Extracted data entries

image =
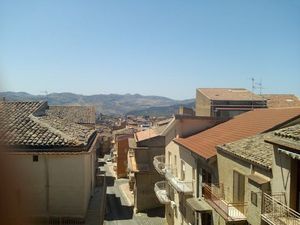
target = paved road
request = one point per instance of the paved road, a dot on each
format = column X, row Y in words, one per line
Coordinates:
column 119, row 210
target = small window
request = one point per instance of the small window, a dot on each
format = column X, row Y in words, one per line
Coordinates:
column 35, row 158
column 254, row 198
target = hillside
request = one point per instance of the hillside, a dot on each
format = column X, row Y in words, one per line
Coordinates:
column 106, row 104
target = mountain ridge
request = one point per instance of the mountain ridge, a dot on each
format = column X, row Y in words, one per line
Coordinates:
column 104, row 103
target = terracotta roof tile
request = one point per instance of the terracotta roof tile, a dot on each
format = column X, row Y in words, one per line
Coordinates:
column 27, row 125
column 233, row 94
column 281, row 100
column 241, row 126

EXERCISE:
Word for word, restate all of the entries above and leave each picture out.

ANSWER SPACE:
image =
target = paved road
request = one point per instance of the paved road, a dot on each
format = column X, row Y in words, one per line
Coordinates:
column 119, row 210
target = small window
request = one point per instance of the small window, a dot on each
format = column X, row Y in words, one per line
Coordinates:
column 35, row 158
column 254, row 198
target = hillside
request = one point per instance of the hillside, a dot on each
format = column X, row Y in words, one per line
Coordinates:
column 106, row 104
target = mountain ridge
request = one point per instance of the mountain ridge, a dot on each
format = column X, row Y in words, one per line
Coordinates:
column 104, row 103
target = terracotta roof tile
request = one point per instance of the terracotta roof tile, a dot on each
format = column X, row Y in words, one per line
Coordinates:
column 27, row 125
column 233, row 94
column 281, row 100
column 241, row 126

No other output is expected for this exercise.